:: ЗАДАНИЕ ::
Пожалуйста, подсчитайте, в скольких строках записей ниже встречается слово «door», и укажите только это число.

:: ИСХОДНЫЕ ЗАПИСИ ::
+ + + + +

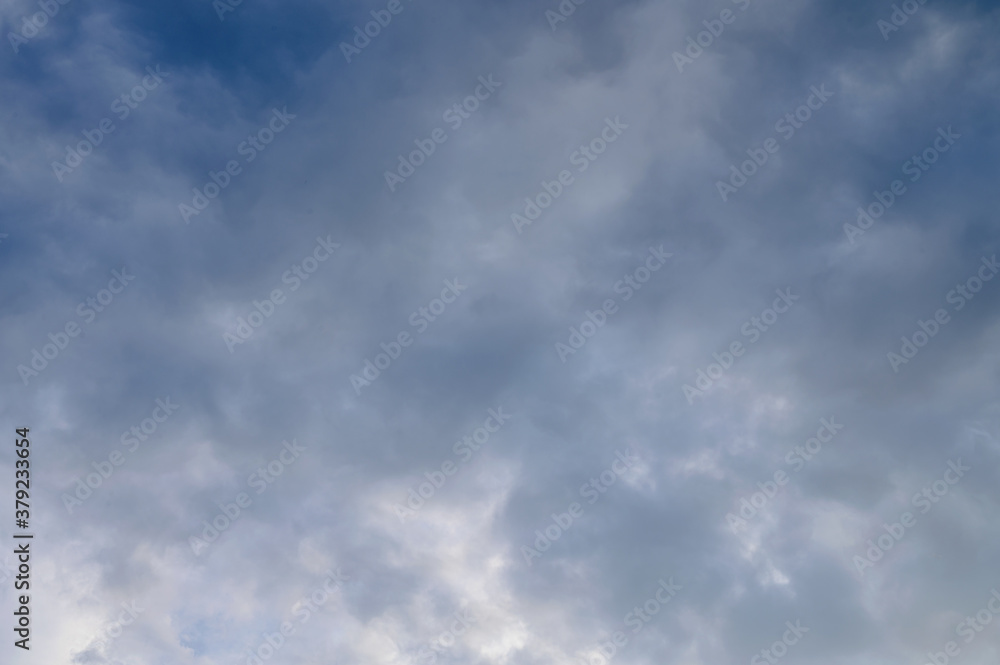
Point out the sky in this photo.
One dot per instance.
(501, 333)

+ + + + +

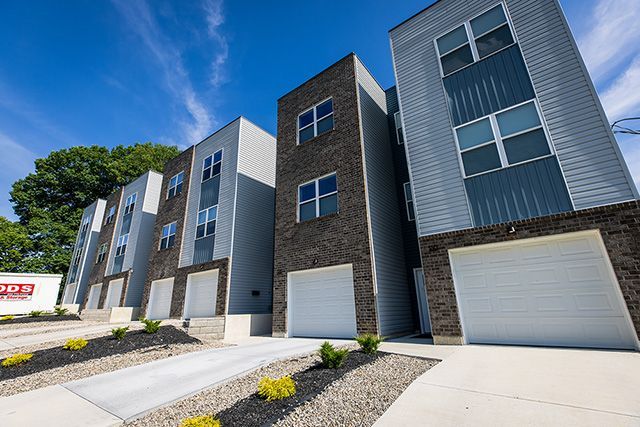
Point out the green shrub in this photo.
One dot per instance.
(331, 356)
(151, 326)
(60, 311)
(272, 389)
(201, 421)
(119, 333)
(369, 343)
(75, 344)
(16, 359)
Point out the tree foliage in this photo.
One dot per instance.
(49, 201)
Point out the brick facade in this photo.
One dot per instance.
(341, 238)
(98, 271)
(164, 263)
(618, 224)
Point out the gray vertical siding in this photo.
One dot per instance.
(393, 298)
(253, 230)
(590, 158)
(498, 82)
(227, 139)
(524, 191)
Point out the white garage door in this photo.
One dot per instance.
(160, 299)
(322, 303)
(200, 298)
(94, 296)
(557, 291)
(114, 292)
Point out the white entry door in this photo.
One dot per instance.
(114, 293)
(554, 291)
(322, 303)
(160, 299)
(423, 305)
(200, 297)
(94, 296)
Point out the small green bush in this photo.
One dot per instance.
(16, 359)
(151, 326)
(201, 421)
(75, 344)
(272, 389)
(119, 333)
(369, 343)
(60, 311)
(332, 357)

+ + + + +

:: ОТВЕТ ::
2